Mesa (main): nir_to_tgsi: Pack our tex coords into vec4 nir_tex_src_backend[12].

Thu Jul 29 16:41:54 UTC 2021

Module: Mesa
Branch: main
Commit: 9ffd00bcf13396c616debb5eec12e872614bccfc
URL:    http://cgit.freedesktop.org/mesa/mesa/commit/?id=9ffd00bcf13396c616debb5eec12e872614bccfc

Author: Emma Anholt <emma at anholt.net>
Date:   Wed Jul 14 16:41:58 2021 -0700

nir_to_tgsi: Pack our tex coords into vec4 nir_tex_src_backend[12].

For TGSI, we need the coordinate, comparator, bias, and LOD all together
in the first two vec4 args, and by doing it in the backend we were
generating extra MOVs.

softpipe shader-db results:
total instructions in shared programs: 2985416 -> 2953625 (-1.06%)
instructions in affected programs: 499937 -> 468146 (-6.36%)
total temps in shared programs: 544769 -> 565869 (3.87%)
temps in affected programs: 105469 -> 126569 (20.01%)

i915g shader-db:
total instructions in shared programs: 371625 -> 369594 (-0.55%)
instructions in affected programs: 24903 -> 22872 (-8.16%)
total tex_indirect in shared programs: 11381 -> 11365 (-0.14%)
tex_indirect in affected programs: 43 -> 27 (-37.21%)
LOST:   7
GAINED: 16

The temps increase is the pre-existing issue that we never release temps
for NIR regs, which doesn't matter much for softpipe (just memory/cache
footprint) but does for i915g as seen by shaders that no longer compile
(though overall we seem to win).

Reviewed-by: Adam Jackson <ajax at redhat.com>
Part-of: <https://gitlab.freedesktop.org/mesa/mesa/-/merge_requests/11912>

---

 src/compiler/nir/nir.h                  |  21 +++++
 src/compiler/nir/nir_print.c            |   6 ++
 src/gallium/auxiliary/nir/nir_to_tgsi.c | 152 ++++++++++++++++++++------------
 3 files changed, 121 insertions(+), 58 deletions(-)

diff --git a/src/compiler/nir/nir.h b/src/compiler/nir/nir.h
index 75a4a5f3f81..63bdc6fcf38 100644
--- a/src/compiler/nir/nir.h
+++ b/src/compiler/nir/nir.h
@@ -2126,6 +2126,21 @@ typedef enum {
    /** Plane index for multi-plane YCbCr textures */
    nir_tex_src_plane,
 
+   /**
+    * Backend-specific vec4 tex src argument.

> _EXERCISE TASK 1_
Find each line in the records that contains the string "long" and copy it out, matching case exactly.

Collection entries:
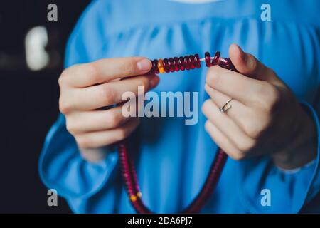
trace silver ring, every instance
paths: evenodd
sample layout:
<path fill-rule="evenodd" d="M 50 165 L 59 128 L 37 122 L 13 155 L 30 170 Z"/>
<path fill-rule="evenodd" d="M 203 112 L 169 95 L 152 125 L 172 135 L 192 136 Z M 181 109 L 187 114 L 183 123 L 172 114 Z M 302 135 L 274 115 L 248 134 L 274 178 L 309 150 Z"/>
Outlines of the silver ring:
<path fill-rule="evenodd" d="M 233 98 L 230 98 L 229 100 L 228 100 L 223 106 L 219 108 L 219 111 L 220 111 L 221 113 L 225 113 L 229 109 L 230 109 L 232 107 L 231 105 L 228 105 L 228 104 L 233 100 Z"/>

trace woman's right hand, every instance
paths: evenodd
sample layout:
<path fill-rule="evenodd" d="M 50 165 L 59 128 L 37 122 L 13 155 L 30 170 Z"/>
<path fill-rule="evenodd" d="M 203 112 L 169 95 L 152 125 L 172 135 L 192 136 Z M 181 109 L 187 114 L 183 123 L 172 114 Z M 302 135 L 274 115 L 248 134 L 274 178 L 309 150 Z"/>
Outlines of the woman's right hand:
<path fill-rule="evenodd" d="M 85 160 L 102 159 L 104 147 L 124 140 L 139 125 L 138 118 L 122 115 L 121 105 L 103 108 L 122 103 L 124 92 L 137 95 L 139 86 L 145 92 L 154 88 L 159 77 L 144 75 L 151 68 L 147 58 L 128 57 L 75 65 L 62 73 L 59 108 Z"/>

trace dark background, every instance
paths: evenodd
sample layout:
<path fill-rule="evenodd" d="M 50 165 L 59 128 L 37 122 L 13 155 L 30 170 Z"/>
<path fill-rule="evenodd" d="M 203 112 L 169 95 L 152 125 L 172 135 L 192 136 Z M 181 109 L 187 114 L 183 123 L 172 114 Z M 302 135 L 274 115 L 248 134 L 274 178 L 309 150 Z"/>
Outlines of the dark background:
<path fill-rule="evenodd" d="M 68 38 L 87 0 L 0 1 L 0 213 L 68 213 L 66 202 L 47 205 L 38 160 L 43 140 L 58 113 L 58 78 Z M 47 20 L 47 6 L 58 6 L 58 21 Z M 24 39 L 31 28 L 45 26 L 50 64 L 31 71 Z M 57 54 L 58 53 L 58 54 Z"/>

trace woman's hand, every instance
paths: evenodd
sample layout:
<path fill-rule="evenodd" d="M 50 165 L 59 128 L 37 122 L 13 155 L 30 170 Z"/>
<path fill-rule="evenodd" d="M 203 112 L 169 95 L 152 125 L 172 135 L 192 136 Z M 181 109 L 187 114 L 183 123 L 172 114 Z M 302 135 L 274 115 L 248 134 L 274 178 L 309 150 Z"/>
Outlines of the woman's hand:
<path fill-rule="evenodd" d="M 63 72 L 59 78 L 60 110 L 85 159 L 102 159 L 103 147 L 122 140 L 138 126 L 138 118 L 122 115 L 122 105 L 103 108 L 122 103 L 124 92 L 137 95 L 139 86 L 146 92 L 155 87 L 159 77 L 144 75 L 151 67 L 150 61 L 144 58 L 119 58 L 75 65 Z M 125 77 L 129 78 L 119 81 Z"/>
<path fill-rule="evenodd" d="M 206 129 L 229 156 L 240 160 L 270 154 L 284 169 L 301 167 L 316 155 L 311 118 L 270 68 L 237 45 L 230 57 L 240 73 L 211 67 L 203 105 Z M 220 112 L 229 98 L 230 108 Z"/>

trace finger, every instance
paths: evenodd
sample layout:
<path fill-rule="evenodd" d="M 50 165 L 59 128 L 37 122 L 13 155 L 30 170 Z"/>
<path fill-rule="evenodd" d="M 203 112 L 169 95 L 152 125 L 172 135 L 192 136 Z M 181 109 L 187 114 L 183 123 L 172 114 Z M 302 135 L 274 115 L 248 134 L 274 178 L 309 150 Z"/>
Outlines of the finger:
<path fill-rule="evenodd" d="M 252 55 L 245 53 L 237 44 L 229 48 L 229 56 L 235 68 L 242 74 L 273 85 L 282 86 L 283 83 L 274 72 L 262 64 Z"/>
<path fill-rule="evenodd" d="M 211 98 L 211 100 L 218 106 L 222 108 L 230 98 L 225 94 L 212 88 L 207 84 L 205 85 L 205 90 Z M 229 116 L 242 130 L 245 130 L 245 123 L 251 116 L 249 108 L 240 102 L 233 100 L 227 105 L 230 105 L 225 113 Z"/>
<path fill-rule="evenodd" d="M 119 81 L 75 89 L 72 105 L 73 109 L 89 110 L 121 103 L 124 93 L 138 95 L 139 92 L 146 93 L 159 82 L 156 75 L 140 76 Z M 139 86 L 142 86 L 139 88 Z"/>
<path fill-rule="evenodd" d="M 225 113 L 219 111 L 219 108 L 213 100 L 209 99 L 205 101 L 203 112 L 239 150 L 247 152 L 253 146 L 253 139 L 247 135 Z"/>
<path fill-rule="evenodd" d="M 139 119 L 130 119 L 122 126 L 105 131 L 97 131 L 77 135 L 77 143 L 80 148 L 97 148 L 123 140 L 139 125 Z"/>
<path fill-rule="evenodd" d="M 265 87 L 269 85 L 267 82 L 250 78 L 218 66 L 210 67 L 208 70 L 206 82 L 215 90 L 247 106 L 259 103 L 260 100 L 256 95 L 263 92 L 263 90 L 267 90 Z"/>
<path fill-rule="evenodd" d="M 130 119 L 122 115 L 122 105 L 109 110 L 72 113 L 67 118 L 67 129 L 72 134 L 80 134 L 119 127 Z"/>
<path fill-rule="evenodd" d="M 243 156 L 243 153 L 235 147 L 233 143 L 211 122 L 206 122 L 205 128 L 211 138 L 218 146 L 225 152 L 229 157 L 235 160 L 239 160 Z"/>
<path fill-rule="evenodd" d="M 63 74 L 70 85 L 82 88 L 116 78 L 143 75 L 151 68 L 151 63 L 146 58 L 126 57 L 105 58 L 76 65 L 65 70 Z"/>

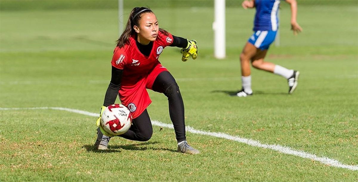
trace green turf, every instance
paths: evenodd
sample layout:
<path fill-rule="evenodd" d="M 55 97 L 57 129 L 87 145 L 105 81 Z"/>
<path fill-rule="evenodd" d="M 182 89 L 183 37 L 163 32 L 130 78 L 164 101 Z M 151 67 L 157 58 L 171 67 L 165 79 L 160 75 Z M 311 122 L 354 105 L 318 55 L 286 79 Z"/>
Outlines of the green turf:
<path fill-rule="evenodd" d="M 0 107 L 98 112 L 118 35 L 115 9 L 2 8 Z M 175 48 L 160 57 L 180 87 L 187 125 L 358 165 L 355 4 L 299 6 L 304 32 L 295 37 L 283 5 L 281 45 L 270 48 L 266 60 L 299 70 L 297 90 L 288 95 L 284 78 L 252 70 L 254 96 L 246 98 L 228 95 L 241 88 L 239 54 L 254 10 L 227 9 L 227 56 L 218 60 L 212 8 L 153 8 L 160 26 L 198 42 L 194 61 L 182 62 Z M 166 97 L 149 91 L 151 119 L 170 123 Z M 189 143 L 202 153 L 182 154 L 175 152 L 174 131 L 156 126 L 148 142 L 115 138 L 110 150 L 98 152 L 92 148 L 95 118 L 43 110 L 1 110 L 0 116 L 1 181 L 358 181 L 357 171 L 190 133 Z"/>

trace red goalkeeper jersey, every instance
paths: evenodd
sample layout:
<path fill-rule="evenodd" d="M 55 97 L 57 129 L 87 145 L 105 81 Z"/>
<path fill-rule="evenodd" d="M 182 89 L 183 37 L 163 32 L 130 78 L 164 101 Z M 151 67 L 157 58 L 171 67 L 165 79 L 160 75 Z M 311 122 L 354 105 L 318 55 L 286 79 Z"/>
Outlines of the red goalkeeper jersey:
<path fill-rule="evenodd" d="M 160 63 L 158 58 L 165 47 L 171 44 L 173 37 L 159 31 L 149 56 L 144 55 L 137 47 L 135 35 L 129 38 L 129 44 L 122 48 L 115 49 L 112 65 L 123 70 L 121 85 L 135 84 L 143 77 L 147 75 Z"/>

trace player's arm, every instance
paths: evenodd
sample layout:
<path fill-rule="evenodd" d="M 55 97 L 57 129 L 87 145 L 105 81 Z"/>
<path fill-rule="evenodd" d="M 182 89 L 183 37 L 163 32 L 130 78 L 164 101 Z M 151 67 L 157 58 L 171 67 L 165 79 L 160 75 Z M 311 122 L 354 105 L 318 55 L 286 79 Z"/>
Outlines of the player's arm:
<path fill-rule="evenodd" d="M 121 88 L 121 82 L 123 70 L 120 70 L 113 66 L 112 67 L 112 77 L 111 82 L 108 85 L 107 91 L 105 96 L 103 106 L 107 107 L 114 104 Z"/>
<path fill-rule="evenodd" d="M 297 17 L 297 2 L 296 0 L 286 0 L 291 6 L 291 30 L 293 31 L 294 34 L 302 31 L 302 28 L 298 24 L 296 20 Z"/>
<path fill-rule="evenodd" d="M 189 40 L 179 37 L 173 35 L 172 36 L 173 37 L 173 42 L 169 46 L 182 48 L 180 50 L 180 53 L 183 54 L 182 61 L 188 61 L 189 56 L 191 56 L 193 59 L 197 58 L 198 56 L 198 46 L 196 45 L 196 40 Z"/>
<path fill-rule="evenodd" d="M 245 9 L 247 8 L 253 8 L 255 7 L 255 0 L 245 0 L 242 2 L 241 6 Z"/>

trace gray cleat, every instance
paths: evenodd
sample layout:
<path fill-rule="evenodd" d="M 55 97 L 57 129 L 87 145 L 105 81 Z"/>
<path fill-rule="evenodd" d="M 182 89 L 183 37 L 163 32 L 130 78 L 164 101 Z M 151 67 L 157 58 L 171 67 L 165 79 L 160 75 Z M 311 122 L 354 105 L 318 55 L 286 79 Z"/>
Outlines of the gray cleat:
<path fill-rule="evenodd" d="M 103 135 L 98 128 L 97 129 L 97 139 L 95 143 L 95 149 L 107 150 L 108 149 L 108 142 L 110 139 L 111 137 Z"/>
<path fill-rule="evenodd" d="M 178 145 L 178 151 L 190 154 L 197 154 L 200 153 L 199 150 L 189 145 L 187 140 L 184 140 L 184 142 Z"/>

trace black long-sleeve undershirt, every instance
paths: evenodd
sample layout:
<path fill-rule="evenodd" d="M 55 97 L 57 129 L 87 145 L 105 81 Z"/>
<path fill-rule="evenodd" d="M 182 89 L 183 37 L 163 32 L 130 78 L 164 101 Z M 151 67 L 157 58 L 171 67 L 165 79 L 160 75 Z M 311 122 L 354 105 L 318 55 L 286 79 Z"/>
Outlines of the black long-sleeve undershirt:
<path fill-rule="evenodd" d="M 188 41 L 186 39 L 179 37 L 173 36 L 173 42 L 170 47 L 176 47 L 184 48 L 188 46 Z M 136 41 L 137 47 L 140 52 L 143 55 L 148 56 L 150 54 L 153 47 L 153 42 L 150 42 L 148 45 L 142 45 Z M 118 91 L 121 87 L 121 82 L 123 70 L 120 70 L 115 67 L 112 67 L 112 77 L 111 82 L 108 85 L 108 88 L 106 92 L 103 106 L 107 107 L 114 104 L 116 101 Z"/>

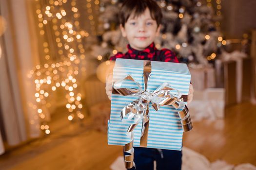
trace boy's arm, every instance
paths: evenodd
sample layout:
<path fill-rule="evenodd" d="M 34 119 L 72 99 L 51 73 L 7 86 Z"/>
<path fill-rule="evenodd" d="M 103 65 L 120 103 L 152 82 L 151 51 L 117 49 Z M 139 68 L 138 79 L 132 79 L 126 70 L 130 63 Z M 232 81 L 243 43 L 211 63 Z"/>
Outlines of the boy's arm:
<path fill-rule="evenodd" d="M 118 52 L 116 55 L 112 56 L 109 59 L 110 64 L 106 73 L 106 93 L 110 100 L 111 100 L 112 93 L 112 79 L 113 68 L 115 66 L 115 61 L 117 58 L 123 58 L 124 54 L 121 52 Z"/>
<path fill-rule="evenodd" d="M 175 53 L 171 50 L 167 49 L 162 50 L 163 51 L 163 60 L 166 62 L 179 63 Z M 187 103 L 189 104 L 193 99 L 194 96 L 194 88 L 193 85 L 190 82 L 189 90 L 188 92 Z"/>
<path fill-rule="evenodd" d="M 112 93 L 112 79 L 115 63 L 115 61 L 110 62 L 110 64 L 106 73 L 106 93 L 110 100 L 111 100 L 111 94 Z"/>

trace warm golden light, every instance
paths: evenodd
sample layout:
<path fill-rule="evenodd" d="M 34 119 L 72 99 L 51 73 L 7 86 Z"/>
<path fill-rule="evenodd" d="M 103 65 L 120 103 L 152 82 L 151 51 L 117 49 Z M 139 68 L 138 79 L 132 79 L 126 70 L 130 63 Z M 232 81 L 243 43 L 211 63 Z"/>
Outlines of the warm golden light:
<path fill-rule="evenodd" d="M 175 48 L 177 50 L 179 50 L 180 49 L 180 45 L 179 44 L 177 44 L 175 46 Z"/>
<path fill-rule="evenodd" d="M 101 56 L 101 55 L 98 55 L 98 60 L 101 60 L 102 59 L 102 56 Z"/>
<path fill-rule="evenodd" d="M 118 53 L 118 51 L 117 50 L 114 50 L 112 52 L 114 54 L 116 54 Z"/>
<path fill-rule="evenodd" d="M 223 40 L 223 38 L 222 38 L 222 37 L 221 37 L 221 36 L 219 36 L 219 37 L 218 37 L 218 40 L 219 41 L 222 41 L 222 40 Z"/>
<path fill-rule="evenodd" d="M 226 40 L 223 40 L 221 43 L 222 43 L 222 45 L 225 45 L 227 44 L 227 41 L 226 41 Z"/>
<path fill-rule="evenodd" d="M 210 35 L 205 35 L 205 39 L 207 40 L 208 40 L 210 39 Z"/>

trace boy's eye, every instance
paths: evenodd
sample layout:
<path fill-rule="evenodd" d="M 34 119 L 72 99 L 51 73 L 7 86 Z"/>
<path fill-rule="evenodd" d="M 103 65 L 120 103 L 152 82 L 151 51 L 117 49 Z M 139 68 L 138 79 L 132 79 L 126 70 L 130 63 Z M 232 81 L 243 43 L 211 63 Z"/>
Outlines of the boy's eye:
<path fill-rule="evenodd" d="M 152 25 L 153 23 L 152 22 L 147 22 L 147 25 Z"/>

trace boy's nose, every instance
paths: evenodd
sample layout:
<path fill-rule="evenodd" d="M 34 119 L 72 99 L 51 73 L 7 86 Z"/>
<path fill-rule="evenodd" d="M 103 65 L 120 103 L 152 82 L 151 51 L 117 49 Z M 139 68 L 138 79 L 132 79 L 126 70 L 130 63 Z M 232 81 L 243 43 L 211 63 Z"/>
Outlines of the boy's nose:
<path fill-rule="evenodd" d="M 143 25 L 140 25 L 138 29 L 138 32 L 145 32 L 145 26 Z"/>
<path fill-rule="evenodd" d="M 140 27 L 139 29 L 138 30 L 138 32 L 145 32 L 145 28 L 143 27 Z"/>

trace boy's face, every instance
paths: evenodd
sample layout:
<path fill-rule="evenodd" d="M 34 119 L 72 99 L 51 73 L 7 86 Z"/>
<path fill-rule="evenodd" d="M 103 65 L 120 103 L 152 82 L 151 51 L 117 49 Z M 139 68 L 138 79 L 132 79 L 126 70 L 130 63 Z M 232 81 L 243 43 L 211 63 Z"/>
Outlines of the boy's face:
<path fill-rule="evenodd" d="M 124 25 L 120 25 L 123 37 L 126 37 L 131 47 L 142 51 L 150 45 L 158 36 L 160 27 L 158 27 L 157 21 L 150 16 L 147 8 L 139 16 L 134 17 L 131 15 Z"/>

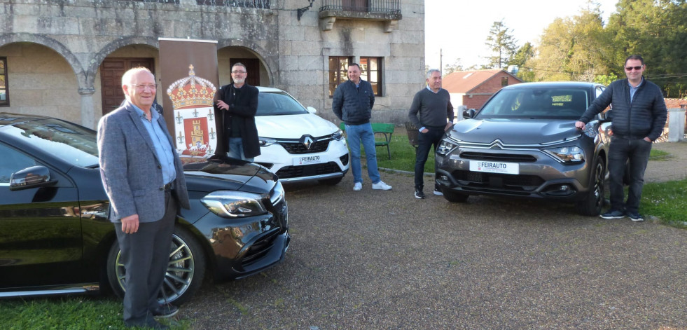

> _EXERCISE TASK 2_
Please write out the commit message again, everything from "For TGSI, we" down to "-> 369594 (-0.55%)", switching "comparator" to "compare value".

> _FULL OUTPUT 1_
trace black long-sleeve undershirt, every instance
Outlines of the black long-sleeve undershirt:

> _FULL OUTPUT 2_
For TGSI, we need the coordinate, compare value, bias, and LOD all together
in the first two vec4 args, and by doing it in the backend we were
generating extra MOVs.

softpipe shader-db results:
total instructions in shared programs: 2985416 -> 2953625 (-1.06%)
instructions in affected programs: 499937 -> 468146 (-6.36%)
total temps in shared programs: 544769 -> 565869 (3.87%)
temps in affected programs: 105469 -> 126569 (20.01%)

i915g shader-db:
total instructions in shared programs: 371625 -> 369594 (-0.55%)